Rewrite the listing below with every "wooden post" changed to "timber pole" and nothing else altered. Leave the pictures out of your version.

┌──

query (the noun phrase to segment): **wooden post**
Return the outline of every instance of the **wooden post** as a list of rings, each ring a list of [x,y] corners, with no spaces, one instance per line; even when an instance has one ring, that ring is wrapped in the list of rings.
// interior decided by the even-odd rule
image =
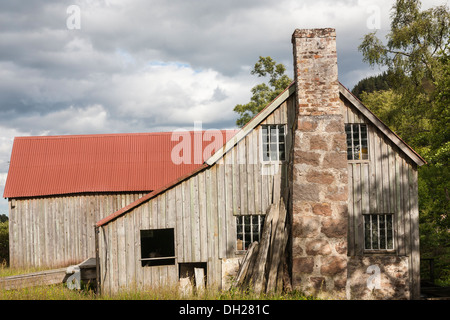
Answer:
[[[95,271],[96,271],[96,277],[95,277],[95,281],[97,284],[97,294],[101,295],[102,294],[102,289],[101,289],[101,275],[100,275],[100,254],[99,254],[99,249],[98,249],[98,234],[99,234],[100,230],[99,227],[94,226],[94,235],[95,235]]]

└──

» **Solution for this problem**:
query (the noun phrase to segment): **timber pole**
Return the outline of every instance of the **timber pole** as a list of rings, each ring a list of [x,y] corners, with no spaces, one instance per line; even when an instance has one ring, that ring is wrapped in the list of rings.
// interior decided by the even-odd rule
image =
Answer:
[[[95,271],[96,271],[96,277],[95,277],[95,281],[97,284],[97,294],[101,295],[102,294],[102,289],[101,289],[101,275],[100,275],[100,254],[99,254],[99,249],[98,249],[98,234],[99,234],[100,230],[99,227],[94,226],[94,235],[95,235]]]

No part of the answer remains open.